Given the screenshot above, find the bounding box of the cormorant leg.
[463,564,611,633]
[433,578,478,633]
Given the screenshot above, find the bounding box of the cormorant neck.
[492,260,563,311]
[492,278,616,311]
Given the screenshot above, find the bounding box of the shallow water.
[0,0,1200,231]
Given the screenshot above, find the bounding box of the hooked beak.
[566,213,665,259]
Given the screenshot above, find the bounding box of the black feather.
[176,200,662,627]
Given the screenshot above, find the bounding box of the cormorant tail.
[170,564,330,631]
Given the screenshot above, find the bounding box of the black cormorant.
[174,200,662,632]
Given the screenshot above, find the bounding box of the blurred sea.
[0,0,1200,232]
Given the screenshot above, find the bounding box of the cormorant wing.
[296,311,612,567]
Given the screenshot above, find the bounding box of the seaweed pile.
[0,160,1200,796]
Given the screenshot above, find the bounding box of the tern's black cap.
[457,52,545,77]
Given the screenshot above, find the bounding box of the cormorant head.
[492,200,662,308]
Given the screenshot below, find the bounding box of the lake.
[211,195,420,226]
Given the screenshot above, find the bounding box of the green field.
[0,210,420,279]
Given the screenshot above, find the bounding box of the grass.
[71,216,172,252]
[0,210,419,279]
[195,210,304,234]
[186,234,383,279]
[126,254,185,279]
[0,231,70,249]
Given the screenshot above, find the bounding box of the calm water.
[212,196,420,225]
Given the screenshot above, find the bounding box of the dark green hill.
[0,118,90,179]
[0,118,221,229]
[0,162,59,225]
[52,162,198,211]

§ YOUR INSTRUCTIONS
Can you reproduce the entries from the line with "the cormorant neck." up to and including the line with "[566,213,665,259]", requests and all, multiplying each bounding-box coordinate in the answers by 0.25 and rounding to whole numbers with halves going up? Return only those lines.

§ SOLVED PROBLEM
Given the screenshot above, find the bounding box of the cormorant neck.
[123,65,141,78]
[123,70,154,78]
Given the screenshot above, find the bounding box of the shallow water.
[0,0,300,58]
Given the screenshot above, find the bounding box of the hooked beak.
[142,53,166,65]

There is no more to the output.